— Activity —
Respond with exact copies of the lines running from the line that contains "door in the photo above." to the end of the material.

##########

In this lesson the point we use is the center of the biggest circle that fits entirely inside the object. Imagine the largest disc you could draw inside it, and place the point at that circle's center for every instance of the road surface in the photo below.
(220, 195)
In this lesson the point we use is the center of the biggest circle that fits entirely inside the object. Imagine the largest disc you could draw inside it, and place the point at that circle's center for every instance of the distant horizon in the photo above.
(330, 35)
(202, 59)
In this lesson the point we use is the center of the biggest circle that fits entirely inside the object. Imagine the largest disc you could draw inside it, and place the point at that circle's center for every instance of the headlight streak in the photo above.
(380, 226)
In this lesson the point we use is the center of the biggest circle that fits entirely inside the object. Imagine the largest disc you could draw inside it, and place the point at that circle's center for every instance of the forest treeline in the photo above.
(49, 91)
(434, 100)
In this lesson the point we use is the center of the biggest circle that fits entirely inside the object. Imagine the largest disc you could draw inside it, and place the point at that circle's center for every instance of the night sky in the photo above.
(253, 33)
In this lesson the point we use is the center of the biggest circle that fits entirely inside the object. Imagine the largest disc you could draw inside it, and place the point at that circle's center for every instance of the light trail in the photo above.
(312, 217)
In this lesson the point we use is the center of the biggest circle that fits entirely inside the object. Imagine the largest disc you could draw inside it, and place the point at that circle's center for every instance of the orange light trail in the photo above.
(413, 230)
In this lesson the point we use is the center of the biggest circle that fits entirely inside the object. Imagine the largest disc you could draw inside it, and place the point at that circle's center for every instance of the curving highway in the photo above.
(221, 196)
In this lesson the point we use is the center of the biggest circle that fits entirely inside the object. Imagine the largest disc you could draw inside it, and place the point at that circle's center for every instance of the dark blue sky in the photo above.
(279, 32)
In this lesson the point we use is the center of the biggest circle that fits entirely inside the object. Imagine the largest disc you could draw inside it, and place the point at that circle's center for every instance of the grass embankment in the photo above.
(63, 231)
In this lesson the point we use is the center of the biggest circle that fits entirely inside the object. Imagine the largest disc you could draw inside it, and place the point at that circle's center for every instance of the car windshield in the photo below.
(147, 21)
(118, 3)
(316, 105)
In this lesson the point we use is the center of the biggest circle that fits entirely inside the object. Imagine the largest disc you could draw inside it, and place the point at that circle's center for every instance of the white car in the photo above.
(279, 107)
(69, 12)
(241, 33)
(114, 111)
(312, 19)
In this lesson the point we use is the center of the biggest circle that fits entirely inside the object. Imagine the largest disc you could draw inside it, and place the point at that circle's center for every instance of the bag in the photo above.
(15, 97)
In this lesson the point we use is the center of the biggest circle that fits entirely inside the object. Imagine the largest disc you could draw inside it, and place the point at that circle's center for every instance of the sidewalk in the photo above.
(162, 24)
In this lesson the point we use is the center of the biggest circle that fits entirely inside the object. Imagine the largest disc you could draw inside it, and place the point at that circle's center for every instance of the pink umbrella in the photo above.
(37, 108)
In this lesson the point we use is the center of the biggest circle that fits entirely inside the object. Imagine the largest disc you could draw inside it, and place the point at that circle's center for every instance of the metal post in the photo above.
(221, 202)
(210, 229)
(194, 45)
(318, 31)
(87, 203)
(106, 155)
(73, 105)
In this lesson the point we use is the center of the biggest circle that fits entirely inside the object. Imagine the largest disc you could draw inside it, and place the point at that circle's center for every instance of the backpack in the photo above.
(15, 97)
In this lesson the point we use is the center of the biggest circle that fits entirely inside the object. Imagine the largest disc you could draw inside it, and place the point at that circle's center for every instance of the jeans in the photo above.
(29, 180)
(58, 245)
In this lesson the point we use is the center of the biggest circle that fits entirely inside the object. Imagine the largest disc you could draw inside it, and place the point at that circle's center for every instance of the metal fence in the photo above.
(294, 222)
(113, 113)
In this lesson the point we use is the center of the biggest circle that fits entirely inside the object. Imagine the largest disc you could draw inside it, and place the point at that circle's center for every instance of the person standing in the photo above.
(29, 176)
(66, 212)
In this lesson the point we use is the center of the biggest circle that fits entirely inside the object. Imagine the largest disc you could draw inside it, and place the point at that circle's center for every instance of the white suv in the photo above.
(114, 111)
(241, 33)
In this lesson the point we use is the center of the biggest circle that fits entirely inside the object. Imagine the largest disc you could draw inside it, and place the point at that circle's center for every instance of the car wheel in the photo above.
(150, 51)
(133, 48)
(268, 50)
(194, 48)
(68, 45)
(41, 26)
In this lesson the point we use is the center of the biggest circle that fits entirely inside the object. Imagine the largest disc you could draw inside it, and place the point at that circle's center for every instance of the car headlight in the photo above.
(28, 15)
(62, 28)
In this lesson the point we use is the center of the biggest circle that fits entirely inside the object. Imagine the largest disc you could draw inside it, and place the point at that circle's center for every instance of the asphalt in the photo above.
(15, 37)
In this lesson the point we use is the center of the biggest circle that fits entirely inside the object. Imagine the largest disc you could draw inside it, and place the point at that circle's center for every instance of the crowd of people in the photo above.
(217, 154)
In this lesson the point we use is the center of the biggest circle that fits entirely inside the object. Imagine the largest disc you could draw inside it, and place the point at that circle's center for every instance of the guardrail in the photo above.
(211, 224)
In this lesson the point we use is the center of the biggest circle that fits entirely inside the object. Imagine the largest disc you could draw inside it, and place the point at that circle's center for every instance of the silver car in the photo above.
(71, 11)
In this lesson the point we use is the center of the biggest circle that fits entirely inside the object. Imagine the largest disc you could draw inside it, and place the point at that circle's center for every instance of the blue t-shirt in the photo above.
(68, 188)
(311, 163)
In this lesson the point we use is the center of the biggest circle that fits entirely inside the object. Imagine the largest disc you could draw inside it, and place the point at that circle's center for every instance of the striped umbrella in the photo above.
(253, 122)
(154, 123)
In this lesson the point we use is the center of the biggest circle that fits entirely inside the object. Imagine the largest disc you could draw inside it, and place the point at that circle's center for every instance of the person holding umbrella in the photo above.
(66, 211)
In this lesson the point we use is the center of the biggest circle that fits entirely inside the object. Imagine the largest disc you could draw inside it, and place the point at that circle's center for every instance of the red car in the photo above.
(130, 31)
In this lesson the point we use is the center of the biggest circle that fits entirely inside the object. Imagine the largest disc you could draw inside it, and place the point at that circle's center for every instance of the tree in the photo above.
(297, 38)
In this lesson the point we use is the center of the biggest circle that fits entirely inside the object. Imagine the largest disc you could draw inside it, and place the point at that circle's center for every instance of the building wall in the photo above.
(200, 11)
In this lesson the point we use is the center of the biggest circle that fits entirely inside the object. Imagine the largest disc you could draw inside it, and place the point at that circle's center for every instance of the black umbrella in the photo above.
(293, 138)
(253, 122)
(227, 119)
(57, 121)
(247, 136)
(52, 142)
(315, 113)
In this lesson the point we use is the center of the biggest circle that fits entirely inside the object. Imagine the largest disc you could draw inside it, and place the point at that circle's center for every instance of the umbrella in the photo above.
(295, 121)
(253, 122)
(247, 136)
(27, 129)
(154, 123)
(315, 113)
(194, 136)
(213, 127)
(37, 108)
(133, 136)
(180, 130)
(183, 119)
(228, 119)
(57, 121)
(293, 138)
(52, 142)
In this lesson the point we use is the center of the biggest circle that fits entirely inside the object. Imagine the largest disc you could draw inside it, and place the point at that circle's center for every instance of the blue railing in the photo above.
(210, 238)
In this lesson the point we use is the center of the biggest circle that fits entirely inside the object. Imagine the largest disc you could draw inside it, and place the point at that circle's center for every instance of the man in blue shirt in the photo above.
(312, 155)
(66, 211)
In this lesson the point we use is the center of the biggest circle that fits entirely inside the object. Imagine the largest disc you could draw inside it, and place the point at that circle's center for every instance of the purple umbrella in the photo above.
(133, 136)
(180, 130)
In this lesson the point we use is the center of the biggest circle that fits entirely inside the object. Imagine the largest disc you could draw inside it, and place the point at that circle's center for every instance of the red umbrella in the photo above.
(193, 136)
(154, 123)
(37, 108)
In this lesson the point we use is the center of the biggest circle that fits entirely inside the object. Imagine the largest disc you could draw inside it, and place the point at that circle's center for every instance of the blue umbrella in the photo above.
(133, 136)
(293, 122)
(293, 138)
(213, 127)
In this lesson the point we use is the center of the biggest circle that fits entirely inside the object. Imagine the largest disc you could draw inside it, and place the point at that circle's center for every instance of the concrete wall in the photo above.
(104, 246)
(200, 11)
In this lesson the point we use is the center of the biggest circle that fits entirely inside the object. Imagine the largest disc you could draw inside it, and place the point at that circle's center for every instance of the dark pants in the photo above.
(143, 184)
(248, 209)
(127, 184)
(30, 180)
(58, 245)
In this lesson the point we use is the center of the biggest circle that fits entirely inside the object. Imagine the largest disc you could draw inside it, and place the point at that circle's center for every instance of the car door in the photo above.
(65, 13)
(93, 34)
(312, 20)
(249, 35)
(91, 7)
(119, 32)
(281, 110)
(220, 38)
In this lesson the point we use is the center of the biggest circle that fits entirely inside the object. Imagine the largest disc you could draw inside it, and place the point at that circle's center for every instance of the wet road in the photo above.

##########

— Result of the task —
In this lesson the point we use is the center of the biggest circle that fits entirely inside the object. Imagine the largest disc you could draw inside it, and place the point at that circle's center for every instance of the car door in the photo above.
(65, 13)
(93, 34)
(312, 20)
(249, 35)
(91, 7)
(119, 32)
(281, 110)
(220, 38)
In this lesson the point we use is the center of the biggest circle that fits entirely inside the object. Imagine the largest disc you could draw inside it, and place the point at that circle's center for every instance of the wet road in the photo above.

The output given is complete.